■ **What to work on**: Format all of the material below as a JSON list of strings, one string per line, and leave out any blank lines.
[Provided entries start]
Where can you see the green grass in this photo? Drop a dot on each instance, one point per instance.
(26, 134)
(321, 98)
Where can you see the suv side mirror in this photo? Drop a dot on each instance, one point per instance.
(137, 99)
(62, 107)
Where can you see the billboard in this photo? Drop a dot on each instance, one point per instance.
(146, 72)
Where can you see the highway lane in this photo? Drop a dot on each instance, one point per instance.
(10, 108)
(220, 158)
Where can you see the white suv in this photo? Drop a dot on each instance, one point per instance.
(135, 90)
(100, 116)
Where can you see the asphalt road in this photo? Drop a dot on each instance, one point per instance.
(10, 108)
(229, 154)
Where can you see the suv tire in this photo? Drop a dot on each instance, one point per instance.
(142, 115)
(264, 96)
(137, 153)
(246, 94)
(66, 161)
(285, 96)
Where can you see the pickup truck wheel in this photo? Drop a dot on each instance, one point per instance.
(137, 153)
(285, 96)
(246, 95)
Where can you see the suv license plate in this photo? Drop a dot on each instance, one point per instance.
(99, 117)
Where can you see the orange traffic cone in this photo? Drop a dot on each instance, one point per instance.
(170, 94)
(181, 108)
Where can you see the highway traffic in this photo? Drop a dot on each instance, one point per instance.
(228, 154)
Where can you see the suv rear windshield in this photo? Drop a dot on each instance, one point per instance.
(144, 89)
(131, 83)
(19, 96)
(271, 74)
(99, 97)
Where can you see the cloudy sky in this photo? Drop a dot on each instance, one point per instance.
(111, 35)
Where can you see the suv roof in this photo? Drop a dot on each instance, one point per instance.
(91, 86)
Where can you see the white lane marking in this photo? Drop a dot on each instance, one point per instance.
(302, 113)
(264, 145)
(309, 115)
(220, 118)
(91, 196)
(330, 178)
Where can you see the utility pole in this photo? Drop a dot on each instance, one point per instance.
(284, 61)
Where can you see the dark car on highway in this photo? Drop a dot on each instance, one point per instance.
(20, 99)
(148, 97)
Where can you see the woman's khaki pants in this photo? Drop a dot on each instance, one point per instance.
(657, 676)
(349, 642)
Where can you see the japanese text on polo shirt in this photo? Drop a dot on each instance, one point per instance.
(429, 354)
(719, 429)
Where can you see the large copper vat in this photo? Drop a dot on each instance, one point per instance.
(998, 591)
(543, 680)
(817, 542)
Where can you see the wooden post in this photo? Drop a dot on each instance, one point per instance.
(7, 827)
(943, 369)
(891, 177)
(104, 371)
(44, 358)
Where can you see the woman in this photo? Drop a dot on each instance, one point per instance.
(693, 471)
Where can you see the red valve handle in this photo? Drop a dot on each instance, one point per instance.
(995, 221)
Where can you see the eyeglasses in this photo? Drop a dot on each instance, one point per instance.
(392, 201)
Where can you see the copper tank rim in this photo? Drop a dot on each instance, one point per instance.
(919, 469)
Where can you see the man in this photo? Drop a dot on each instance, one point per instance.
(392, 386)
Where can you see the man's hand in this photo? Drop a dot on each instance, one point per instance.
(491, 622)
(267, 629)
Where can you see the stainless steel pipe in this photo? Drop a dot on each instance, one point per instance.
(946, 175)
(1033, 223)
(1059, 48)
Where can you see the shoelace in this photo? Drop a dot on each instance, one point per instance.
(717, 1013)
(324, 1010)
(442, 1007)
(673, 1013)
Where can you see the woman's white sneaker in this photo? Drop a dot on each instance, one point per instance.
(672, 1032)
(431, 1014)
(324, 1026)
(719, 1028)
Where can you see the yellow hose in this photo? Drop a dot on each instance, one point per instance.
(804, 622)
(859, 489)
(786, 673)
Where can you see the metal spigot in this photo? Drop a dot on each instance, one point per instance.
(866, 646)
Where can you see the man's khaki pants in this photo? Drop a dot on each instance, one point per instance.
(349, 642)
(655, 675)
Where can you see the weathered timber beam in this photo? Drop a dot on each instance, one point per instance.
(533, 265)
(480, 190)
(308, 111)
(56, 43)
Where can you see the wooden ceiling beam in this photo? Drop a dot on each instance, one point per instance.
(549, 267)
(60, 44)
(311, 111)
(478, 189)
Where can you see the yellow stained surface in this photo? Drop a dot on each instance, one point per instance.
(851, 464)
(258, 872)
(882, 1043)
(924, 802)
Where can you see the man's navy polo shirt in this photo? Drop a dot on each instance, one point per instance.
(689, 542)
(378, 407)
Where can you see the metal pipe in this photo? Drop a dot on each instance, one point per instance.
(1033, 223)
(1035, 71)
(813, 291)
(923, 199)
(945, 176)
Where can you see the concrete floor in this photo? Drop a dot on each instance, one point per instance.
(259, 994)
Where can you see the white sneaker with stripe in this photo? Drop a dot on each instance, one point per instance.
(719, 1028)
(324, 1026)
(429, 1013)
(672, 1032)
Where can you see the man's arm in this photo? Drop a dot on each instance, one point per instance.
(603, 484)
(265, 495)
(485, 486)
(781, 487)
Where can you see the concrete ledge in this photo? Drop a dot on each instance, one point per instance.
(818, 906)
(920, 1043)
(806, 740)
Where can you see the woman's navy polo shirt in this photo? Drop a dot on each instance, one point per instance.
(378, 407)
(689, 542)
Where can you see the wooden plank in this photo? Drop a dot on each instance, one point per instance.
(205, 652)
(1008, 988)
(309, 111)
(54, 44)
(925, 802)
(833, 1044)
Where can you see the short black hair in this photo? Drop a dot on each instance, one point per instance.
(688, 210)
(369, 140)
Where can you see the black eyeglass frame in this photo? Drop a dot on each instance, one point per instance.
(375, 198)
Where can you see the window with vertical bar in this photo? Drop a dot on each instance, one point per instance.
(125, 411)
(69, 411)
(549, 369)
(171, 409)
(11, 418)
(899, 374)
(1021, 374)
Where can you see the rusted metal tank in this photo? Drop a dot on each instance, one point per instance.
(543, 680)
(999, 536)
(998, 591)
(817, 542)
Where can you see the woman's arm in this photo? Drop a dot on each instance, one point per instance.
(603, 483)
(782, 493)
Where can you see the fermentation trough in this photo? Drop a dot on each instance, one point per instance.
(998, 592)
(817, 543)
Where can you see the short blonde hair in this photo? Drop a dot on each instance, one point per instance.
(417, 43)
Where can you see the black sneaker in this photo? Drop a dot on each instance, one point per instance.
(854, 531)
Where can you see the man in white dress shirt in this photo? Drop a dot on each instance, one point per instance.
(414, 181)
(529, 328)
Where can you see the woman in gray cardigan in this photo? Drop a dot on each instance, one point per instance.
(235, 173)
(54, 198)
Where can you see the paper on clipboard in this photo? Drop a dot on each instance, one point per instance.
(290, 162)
[Provided entries end]
■ **Task output**:
[
  "Where can you see the green grass in this photo? Drop a dot on each instance, one point per instance.",
  "(26, 134)",
  "(321, 98)",
  "Where can you see the suv side mirror in this photo? Drop a dot on each instance, one point per instance.",
  "(137, 99)",
  "(62, 107)",
  "Where can you see the billboard in this photo? Drop a dot on each instance, one point per instance.",
  "(146, 72)",
  "Where can you see the highway lane in this photo? Drop a dot on each instance, one point per instance.",
  "(10, 108)",
  "(220, 158)",
  "Where can you see the white suv in this photo? Drop a dot on each instance, one point per instance.",
  "(135, 90)",
  "(100, 116)",
  "Where can you see the asphalt road in this photo? Drop a dot on each instance, one point per instance.",
  "(10, 108)",
  "(229, 154)",
  "Where can you see the suv tire in this photo? Drop a dot on each instance, one point per instance.",
  "(142, 115)",
  "(264, 96)",
  "(137, 153)",
  "(246, 94)",
  "(66, 161)",
  "(285, 96)",
  "Where can you see the pickup truck wheel in this photo? Drop a dot on each instance, one point per instance.",
  "(137, 153)",
  "(285, 96)",
  "(246, 95)",
  "Where can you see the suv license plate in this photo? Drop a dot on each instance, one point per instance.",
  "(99, 117)",
  "Where can you see the orange traffic cone in this photo? Drop a dot on each instance, one point per instance.",
  "(170, 94)",
  "(181, 108)",
  "Where can you see the highway traffic in this photo? Drop a dot on each instance, one point per instance.",
  "(228, 154)",
  "Where can you see the suv rear windshield in this photo? Drop a dot on each instance, one point per instance.",
  "(144, 89)",
  "(131, 83)",
  "(19, 96)",
  "(271, 74)",
  "(99, 97)",
  "Where can you see the cloudy sky in this photo? Drop a dot on each instance, one point per instance.",
  "(111, 35)",
  "Where can you see the suv roof in this photo? Drop a dot on each instance, one point per instance.",
  "(91, 86)",
  "Where can you see the white lane marking in this photo? Drop a dot on each instance, one point per instance.",
  "(302, 113)",
  "(264, 145)",
  "(309, 115)",
  "(220, 118)",
  "(91, 196)",
  "(330, 178)",
  "Where can you see the utility pole in this photo? Drop a dot on each instance, one point per instance.",
  "(284, 61)",
  "Where can you see the dark car on highway in this photo? Drop a dot on each instance, one point per instance.",
  "(20, 99)",
  "(148, 97)",
  "Where can you see the woman's khaki pants in this photo? Drop a dot on each instance, one point per instance.",
  "(657, 676)",
  "(349, 642)",
  "Where can you see the japanese text on polo shirt in this photo? Drop a dot on each instance, one point per instance.",
  "(429, 354)",
  "(719, 429)",
  "Where can you see the large copper vat in this photo? Drop a dot on each instance, one point per instance.",
  "(998, 591)",
  "(543, 680)",
  "(817, 542)",
  "Where can you see the wooden post in this photo? Drop a dot on each instance, one point per instance.",
  "(7, 827)",
  "(943, 369)",
  "(891, 177)",
  "(104, 371)",
  "(44, 358)",
  "Where can you see the woman in this photo? Drop a dot on each instance, one point per instance.",
  "(693, 471)",
  "Where can you see the red valve handle in this photo? Drop a dot on each instance, one point per instance.",
  "(995, 221)",
  "Where can you see the eyeglasses in this photo? Drop a dot on each instance, one point per instance.",
  "(392, 201)",
  "Where can you see the copper tank rim in this photo? Drop a dot on each instance, one point per instance.",
  "(919, 469)",
  "Where can you see the man in this photo? Drop a dot on each instance, one point per instance.",
  "(392, 386)",
  "Where can you see the man's hand in this photo? Drop a dot on each instance, one point per instance.",
  "(491, 622)",
  "(267, 629)",
  "Where can you see the stainless steel pipe in this photo? Drop a dot on each instance, one point per instance.",
  "(946, 175)",
  "(1033, 223)",
  "(1059, 48)",
  "Where can you see the shoelace in this photo? Drop a dot on each instance, one point per instance.",
  "(717, 1013)",
  "(324, 1010)",
  "(442, 1007)",
  "(673, 1013)",
  "Where can you see the woman's white sneaker in this photo? Drop a dot on each instance, one point per instance.",
  "(672, 1032)",
  "(431, 1014)",
  "(324, 1026)",
  "(719, 1028)",
  "Where can you see the yellow hose in this photo? Drop a dot on each instance, one point per instance.",
  "(804, 622)",
  "(859, 489)",
  "(786, 673)",
  "Where can you see the metal spigot in this photo? Drop a dot on each instance, one point per instance.",
  "(866, 646)",
  "Where can you see the man's khaki pants in this photo? Drop a dot on each instance, one point per instance.",
  "(349, 642)",
  "(655, 675)",
  "Where can you see the weathered timber beam in this photo? Drop a dot on each instance, one point per instance.",
  "(533, 265)",
  "(480, 190)",
  "(308, 111)",
  "(56, 43)",
  "Where can you see the wooden ceiling beam in this photo? Drop a dot on each instance, one point per instance.",
  "(549, 267)",
  "(60, 44)",
  "(311, 111)",
  "(478, 189)",
  "Where can you see the yellow stained surface in this photo? Drop a dot on each instance, one point per instance.",
  "(851, 464)",
  "(258, 872)",
  "(882, 1043)",
  "(924, 802)",
  "Where can you see the man's navy polo shirt in this photo? Drop a dot on each instance, one point per instance.",
  "(689, 542)",
  "(378, 407)",
  "Where can you see the metal pipe in this photo? Drop a dot on each instance, one point per instance.",
  "(1033, 223)",
  "(1035, 71)",
  "(813, 291)",
  "(923, 199)",
  "(945, 176)",
  "Where can you see the concrete floor in this photo? Drop a dot on each instance, one point per instance.",
  "(259, 994)",
  "Where can you see the white sneaker with stripe in this photo? Drop a dot on each instance, one point per instance.",
  "(719, 1028)",
  "(324, 1026)",
  "(429, 1013)",
  "(672, 1032)",
  "Where can you see the man's arm in this photo? Drop a dot on each instance, one point per instance.",
  "(603, 484)",
  "(265, 495)",
  "(485, 486)",
  "(781, 487)",
  "Where can you see the concrete ledge in this photo? Drop a dot on each instance, one point per instance.",
  "(818, 906)",
  "(920, 1043)",
  "(806, 740)",
  "Where can you see the woman's navy polo shirt in this photo? Drop a dot on each instance, one point per instance.",
  "(378, 407)",
  "(689, 542)",
  "Where can you see the wooden plank in this photo? Drop a dot on each instance, one point per instance.",
  "(205, 652)",
  "(1008, 988)",
  "(309, 111)",
  "(54, 44)",
  "(925, 802)",
  "(833, 1044)",
  "Where can you see the short black hair in this photo? Drop a dot on each instance, one point per instance.",
  "(688, 210)",
  "(369, 140)",
  "Where can you see the black eyeglass frame in this photo? Drop a dot on each instance, one point per instance.",
  "(375, 198)",
  "Where can you see the window with vertical bar in this photo? Drop a dot on each instance, one point per instance.",
  "(125, 411)",
  "(69, 411)",
  "(549, 369)",
  "(171, 409)",
  "(11, 418)",
  "(899, 374)",
  "(1021, 374)",
  "Where can you see the rusted metal tank in this photo? Drop a dot on each instance, one point per instance.",
  "(543, 680)",
  "(999, 536)",
  "(998, 591)",
  "(817, 542)",
  "Where can you see the woman's arm in this photo? Drop a dot on each instance, one point per instance.",
  "(603, 483)",
  "(782, 493)",
  "Where can you see the fermentation trough in this photo? Drop a dot on each instance, one point per instance.",
  "(998, 592)",
  "(817, 543)",
  "Where can you see the short blonde hair in this photo? Drop a dot on each instance, one point per instance.",
  "(417, 43)",
  "Where can you see the black sneaker in this photo? Drop a dot on each instance, one point per instance.",
  "(854, 531)",
  "Where can you see the man in white dress shirt in this photo? Drop a dot on each instance, one point per instance.",
  "(414, 181)",
  "(529, 328)",
  "Where can you see the woman in gray cardigan in this photo? Drop a dot on each instance, one point per instance.",
  "(235, 173)",
  "(54, 198)",
  "Where can you see the paper on clipboard in this photo? Drop a dot on each instance, one point per instance.",
  "(290, 162)"
]